REQUIRED WORK:
For the data below, restate word for word only the lines from the line containing "opening in the photo above." through the line containing "pilaster in the photo above.", both ends included.

Natural-language object grounding data
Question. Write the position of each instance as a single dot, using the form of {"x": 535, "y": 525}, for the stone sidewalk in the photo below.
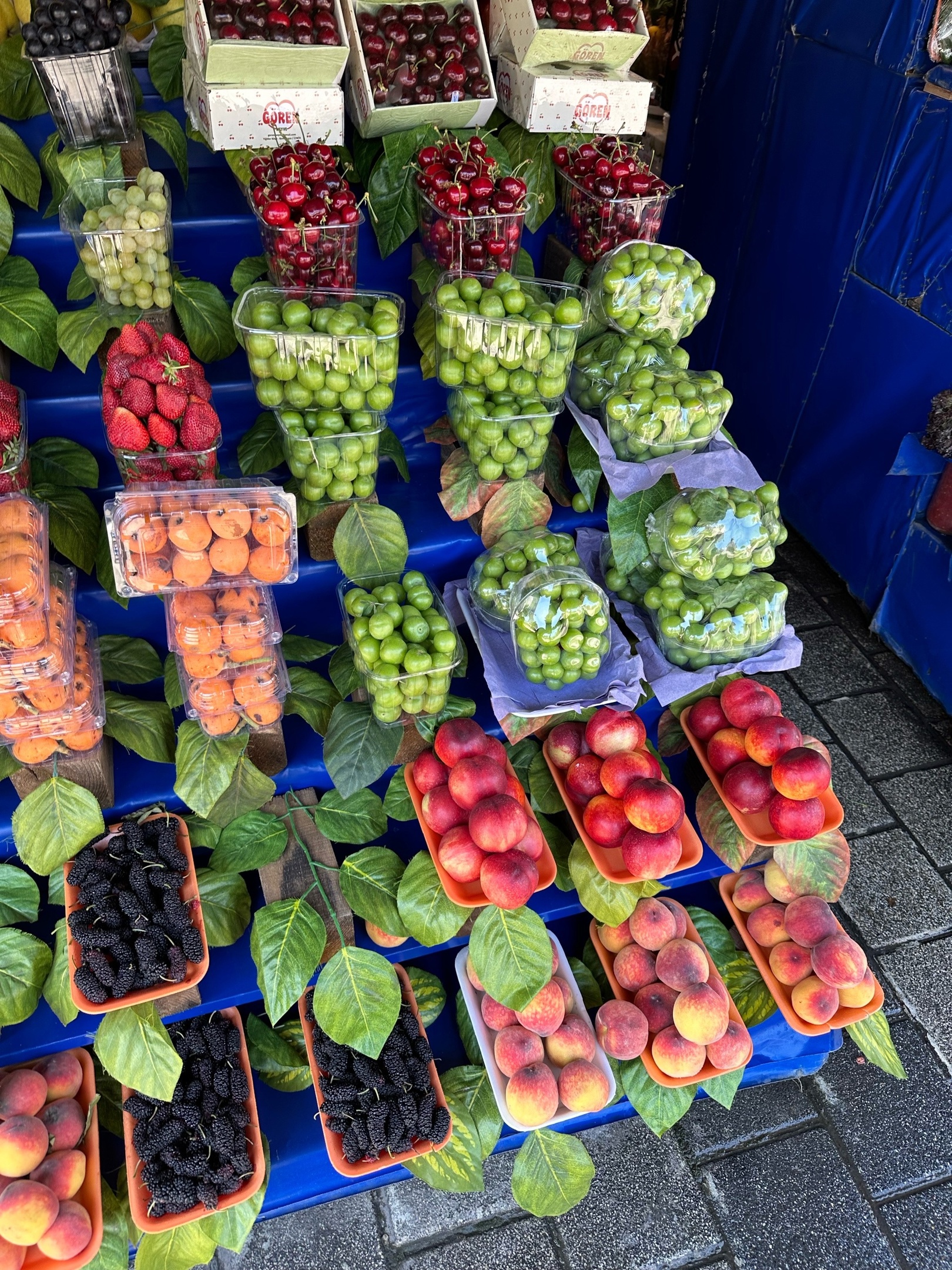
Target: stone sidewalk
{"x": 848, "y": 1170}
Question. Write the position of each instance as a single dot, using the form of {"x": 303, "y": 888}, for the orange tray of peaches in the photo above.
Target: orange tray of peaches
{"x": 192, "y": 535}
{"x": 594, "y": 767}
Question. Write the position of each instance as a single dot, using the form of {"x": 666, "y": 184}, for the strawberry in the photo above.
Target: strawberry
{"x": 201, "y": 426}
{"x": 162, "y": 432}
{"x": 170, "y": 400}
{"x": 139, "y": 397}
{"x": 126, "y": 432}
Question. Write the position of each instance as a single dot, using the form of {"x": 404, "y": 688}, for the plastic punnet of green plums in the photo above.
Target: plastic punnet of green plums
{"x": 126, "y": 244}
{"x": 507, "y": 335}
{"x": 715, "y": 624}
{"x": 307, "y": 351}
{"x": 665, "y": 410}
{"x": 718, "y": 534}
{"x": 608, "y": 362}
{"x": 494, "y": 574}
{"x": 503, "y": 435}
{"x": 334, "y": 455}
{"x": 654, "y": 291}
{"x": 559, "y": 626}
{"x": 404, "y": 644}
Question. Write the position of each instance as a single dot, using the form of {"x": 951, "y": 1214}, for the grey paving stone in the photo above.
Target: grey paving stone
{"x": 865, "y": 811}
{"x": 413, "y": 1211}
{"x": 923, "y": 803}
{"x": 897, "y": 1132}
{"x": 792, "y": 1205}
{"x": 644, "y": 1209}
{"x": 517, "y": 1246}
{"x": 833, "y": 666}
{"x": 921, "y": 1225}
{"x": 710, "y": 1129}
{"x": 894, "y": 894}
{"x": 881, "y": 734}
{"x": 922, "y": 975}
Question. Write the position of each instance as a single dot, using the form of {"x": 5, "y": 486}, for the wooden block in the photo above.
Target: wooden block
{"x": 291, "y": 875}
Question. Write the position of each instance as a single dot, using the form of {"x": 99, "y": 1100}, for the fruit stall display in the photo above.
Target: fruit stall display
{"x": 560, "y": 887}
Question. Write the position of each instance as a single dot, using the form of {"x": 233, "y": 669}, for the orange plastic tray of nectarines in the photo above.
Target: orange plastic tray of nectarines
{"x": 608, "y": 860}
{"x": 673, "y": 1082}
{"x": 780, "y": 992}
{"x": 469, "y": 894}
{"x": 757, "y": 827}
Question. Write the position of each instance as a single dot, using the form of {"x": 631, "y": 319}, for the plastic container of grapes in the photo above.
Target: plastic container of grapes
{"x": 90, "y": 96}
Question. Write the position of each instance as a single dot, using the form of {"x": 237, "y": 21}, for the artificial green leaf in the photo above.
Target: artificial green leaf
{"x": 135, "y": 1048}
{"x": 552, "y": 1174}
{"x": 226, "y": 906}
{"x": 252, "y": 841}
{"x": 357, "y": 1000}
{"x": 287, "y": 941}
{"x": 53, "y": 822}
{"x": 512, "y": 954}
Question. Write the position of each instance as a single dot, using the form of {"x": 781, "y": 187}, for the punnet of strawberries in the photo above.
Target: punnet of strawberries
{"x": 157, "y": 408}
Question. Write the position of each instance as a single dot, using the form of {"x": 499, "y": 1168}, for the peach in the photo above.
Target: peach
{"x": 605, "y": 821}
{"x": 733, "y": 1050}
{"x": 681, "y": 963}
{"x": 509, "y": 879}
{"x": 460, "y": 855}
{"x": 441, "y": 812}
{"x": 656, "y": 1004}
{"x": 706, "y": 718}
{"x": 430, "y": 773}
{"x": 766, "y": 926}
{"x": 574, "y": 1039}
{"x": 676, "y": 1054}
{"x": 565, "y": 743}
{"x": 532, "y": 1095}
{"x": 860, "y": 995}
{"x": 726, "y": 750}
{"x": 583, "y": 1086}
{"x": 609, "y": 732}
{"x": 27, "y": 1212}
{"x": 474, "y": 779}
{"x": 654, "y": 806}
{"x": 517, "y": 1047}
{"x": 583, "y": 780}
{"x": 62, "y": 1171}
{"x": 498, "y": 823}
{"x": 802, "y": 774}
{"x": 839, "y": 962}
{"x": 495, "y": 1015}
{"x": 748, "y": 787}
{"x": 22, "y": 1092}
{"x": 790, "y": 963}
{"x": 744, "y": 701}
{"x": 652, "y": 924}
{"x": 69, "y": 1235}
{"x": 635, "y": 967}
{"x": 809, "y": 921}
{"x": 815, "y": 1001}
{"x": 25, "y": 1141}
{"x": 621, "y": 1029}
{"x": 545, "y": 1012}
{"x": 651, "y": 855}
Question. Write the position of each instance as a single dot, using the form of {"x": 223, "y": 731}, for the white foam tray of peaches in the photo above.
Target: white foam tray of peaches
{"x": 487, "y": 1039}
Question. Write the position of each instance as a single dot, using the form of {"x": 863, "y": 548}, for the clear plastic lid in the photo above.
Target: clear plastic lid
{"x": 201, "y": 536}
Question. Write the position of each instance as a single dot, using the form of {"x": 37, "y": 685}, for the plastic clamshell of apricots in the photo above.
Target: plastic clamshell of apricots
{"x": 485, "y": 1039}
{"x": 25, "y": 557}
{"x": 41, "y": 646}
{"x": 201, "y": 536}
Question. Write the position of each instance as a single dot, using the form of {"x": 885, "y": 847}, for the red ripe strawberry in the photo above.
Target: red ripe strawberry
{"x": 139, "y": 397}
{"x": 126, "y": 432}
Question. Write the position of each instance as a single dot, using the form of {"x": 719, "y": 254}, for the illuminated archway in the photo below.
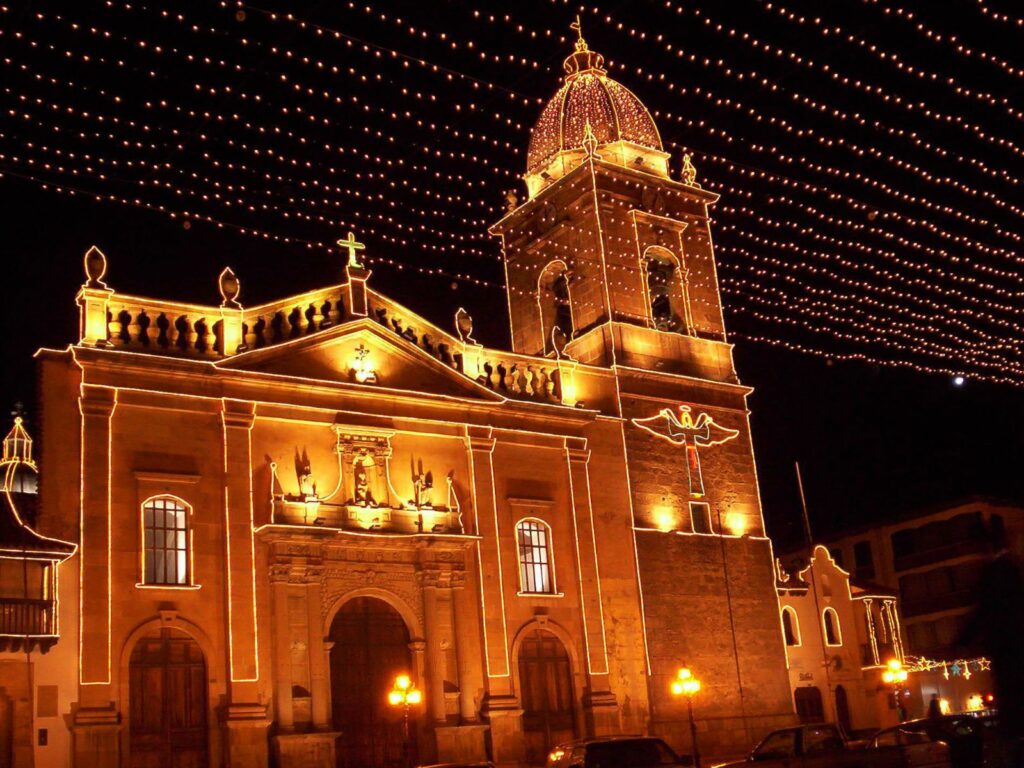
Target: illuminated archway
{"x": 554, "y": 302}
{"x": 371, "y": 646}
{"x": 665, "y": 286}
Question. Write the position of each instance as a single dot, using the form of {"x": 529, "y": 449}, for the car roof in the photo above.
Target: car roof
{"x": 604, "y": 739}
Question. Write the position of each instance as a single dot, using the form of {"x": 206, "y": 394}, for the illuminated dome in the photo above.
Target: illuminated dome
{"x": 617, "y": 119}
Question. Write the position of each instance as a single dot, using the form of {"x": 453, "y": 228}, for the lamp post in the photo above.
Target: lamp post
{"x": 404, "y": 694}
{"x": 687, "y": 685}
{"x": 895, "y": 676}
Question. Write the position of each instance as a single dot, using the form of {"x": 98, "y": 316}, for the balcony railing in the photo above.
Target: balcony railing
{"x": 27, "y": 617}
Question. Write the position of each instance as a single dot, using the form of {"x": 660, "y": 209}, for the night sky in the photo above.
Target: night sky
{"x": 868, "y": 238}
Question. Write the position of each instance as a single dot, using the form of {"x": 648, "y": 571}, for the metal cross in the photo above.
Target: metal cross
{"x": 352, "y": 246}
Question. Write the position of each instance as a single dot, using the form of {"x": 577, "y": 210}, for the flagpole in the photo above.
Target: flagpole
{"x": 825, "y": 664}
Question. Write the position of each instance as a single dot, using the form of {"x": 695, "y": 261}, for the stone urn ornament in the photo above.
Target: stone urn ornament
{"x": 229, "y": 288}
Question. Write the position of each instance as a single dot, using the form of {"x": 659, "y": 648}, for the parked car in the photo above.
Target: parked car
{"x": 970, "y": 739}
{"x": 908, "y": 748}
{"x": 823, "y": 747}
{"x": 615, "y": 752}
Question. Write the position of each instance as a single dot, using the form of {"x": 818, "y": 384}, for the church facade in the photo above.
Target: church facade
{"x": 272, "y": 512}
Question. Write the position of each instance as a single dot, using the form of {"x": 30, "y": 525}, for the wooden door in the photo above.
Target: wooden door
{"x": 6, "y": 731}
{"x": 168, "y": 705}
{"x": 546, "y": 690}
{"x": 843, "y": 711}
{"x": 810, "y": 708}
{"x": 371, "y": 648}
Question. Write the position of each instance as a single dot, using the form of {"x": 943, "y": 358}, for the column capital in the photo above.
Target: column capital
{"x": 577, "y": 451}
{"x": 479, "y": 439}
{"x": 445, "y": 579}
{"x": 238, "y": 413}
{"x": 97, "y": 400}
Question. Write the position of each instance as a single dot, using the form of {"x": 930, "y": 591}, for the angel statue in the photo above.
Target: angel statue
{"x": 689, "y": 434}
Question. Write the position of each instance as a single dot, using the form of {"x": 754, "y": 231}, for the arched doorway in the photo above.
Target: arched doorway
{"x": 843, "y": 710}
{"x": 167, "y": 698}
{"x": 810, "y": 708}
{"x": 546, "y": 692}
{"x": 371, "y": 648}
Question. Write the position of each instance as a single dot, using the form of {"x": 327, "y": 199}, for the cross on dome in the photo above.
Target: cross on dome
{"x": 617, "y": 120}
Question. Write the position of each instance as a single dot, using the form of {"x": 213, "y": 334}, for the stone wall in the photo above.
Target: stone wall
{"x": 710, "y": 603}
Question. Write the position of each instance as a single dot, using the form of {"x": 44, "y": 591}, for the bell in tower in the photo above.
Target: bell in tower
{"x": 608, "y": 250}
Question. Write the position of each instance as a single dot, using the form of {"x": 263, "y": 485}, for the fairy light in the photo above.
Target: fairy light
{"x": 886, "y": 262}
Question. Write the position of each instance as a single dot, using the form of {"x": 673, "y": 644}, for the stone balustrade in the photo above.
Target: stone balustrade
{"x": 512, "y": 376}
{"x": 293, "y": 317}
{"x": 163, "y": 327}
{"x": 204, "y": 331}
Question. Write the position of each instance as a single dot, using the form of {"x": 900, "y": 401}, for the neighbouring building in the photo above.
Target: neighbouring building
{"x": 271, "y": 511}
{"x": 840, "y": 634}
{"x": 934, "y": 558}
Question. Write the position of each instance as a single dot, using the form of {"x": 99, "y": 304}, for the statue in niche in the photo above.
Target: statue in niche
{"x": 423, "y": 482}
{"x": 304, "y": 474}
{"x": 363, "y": 495}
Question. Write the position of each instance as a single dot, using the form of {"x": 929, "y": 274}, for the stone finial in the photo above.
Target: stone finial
{"x": 95, "y": 267}
{"x": 689, "y": 171}
{"x": 590, "y": 141}
{"x": 464, "y": 326}
{"x": 229, "y": 288}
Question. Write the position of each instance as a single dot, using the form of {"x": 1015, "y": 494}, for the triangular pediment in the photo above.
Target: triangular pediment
{"x": 361, "y": 352}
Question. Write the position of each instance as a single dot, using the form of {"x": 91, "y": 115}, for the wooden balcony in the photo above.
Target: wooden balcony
{"x": 27, "y": 625}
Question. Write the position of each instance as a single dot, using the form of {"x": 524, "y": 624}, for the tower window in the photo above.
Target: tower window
{"x": 165, "y": 542}
{"x": 700, "y": 517}
{"x": 791, "y": 627}
{"x": 534, "y": 538}
{"x": 563, "y": 311}
{"x": 665, "y": 290}
{"x": 554, "y": 300}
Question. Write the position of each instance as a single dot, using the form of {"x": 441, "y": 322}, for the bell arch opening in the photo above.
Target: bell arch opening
{"x": 554, "y": 301}
{"x": 667, "y": 292}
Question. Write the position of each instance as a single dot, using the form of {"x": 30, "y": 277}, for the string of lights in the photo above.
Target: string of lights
{"x": 294, "y": 138}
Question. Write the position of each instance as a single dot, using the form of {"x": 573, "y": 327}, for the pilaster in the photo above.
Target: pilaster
{"x": 600, "y": 709}
{"x": 246, "y": 716}
{"x": 481, "y": 445}
{"x": 96, "y": 406}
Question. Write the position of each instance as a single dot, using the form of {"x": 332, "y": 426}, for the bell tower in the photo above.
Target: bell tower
{"x": 610, "y": 255}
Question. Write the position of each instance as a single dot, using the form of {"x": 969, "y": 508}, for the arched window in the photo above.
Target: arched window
{"x": 665, "y": 290}
{"x": 166, "y": 541}
{"x": 791, "y": 627}
{"x": 834, "y": 635}
{"x": 555, "y": 302}
{"x": 534, "y": 539}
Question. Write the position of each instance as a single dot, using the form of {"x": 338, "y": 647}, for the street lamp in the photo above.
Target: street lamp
{"x": 895, "y": 676}
{"x": 687, "y": 685}
{"x": 404, "y": 694}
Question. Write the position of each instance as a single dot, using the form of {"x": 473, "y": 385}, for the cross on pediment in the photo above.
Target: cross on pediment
{"x": 352, "y": 245}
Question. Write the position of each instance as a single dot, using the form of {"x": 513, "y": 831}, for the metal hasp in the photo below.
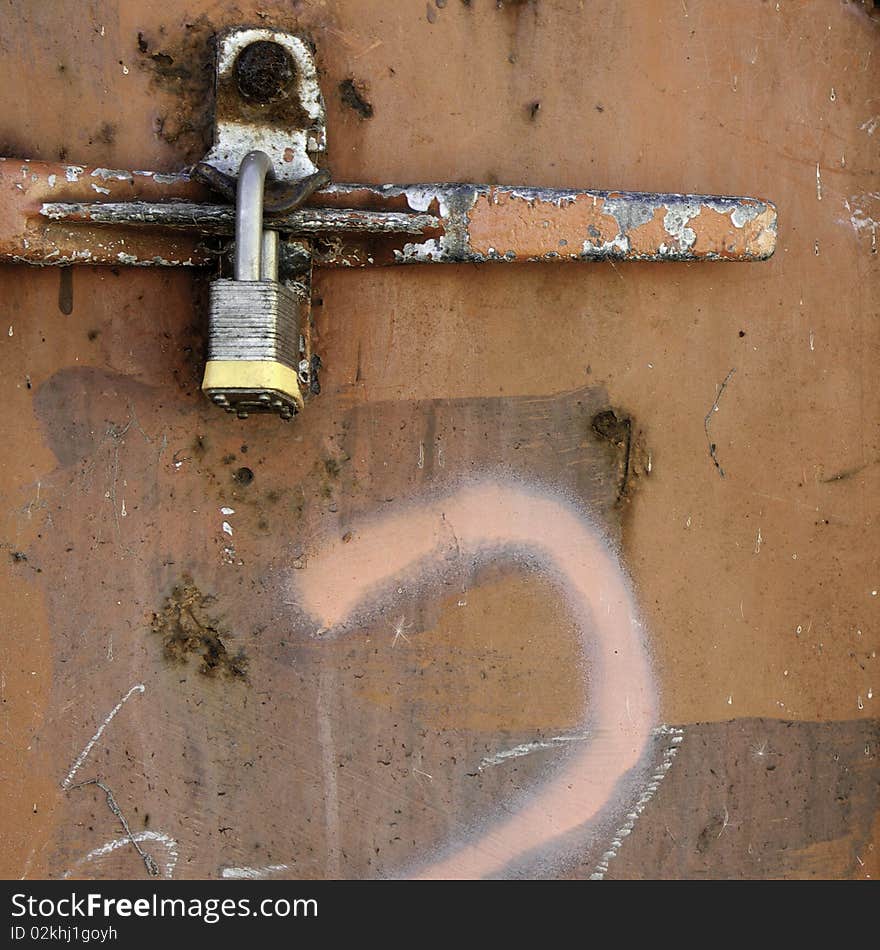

ANSWER BELOW:
Question. Write the position of each instance as a single dot, using the form of {"x": 441, "y": 322}, for the bell arch opening in the photo above.
Target: bell arch opening
{"x": 554, "y": 301}
{"x": 667, "y": 292}
Question. Write the position of each instance as a single dot, using the form of {"x": 30, "y": 277}, for the string of lights in the photo above.
Target: string of lights
{"x": 294, "y": 138}
Question. Write the position of each instance as a single dot, using the form of {"x": 573, "y": 327}, for the pilaster in the photo above.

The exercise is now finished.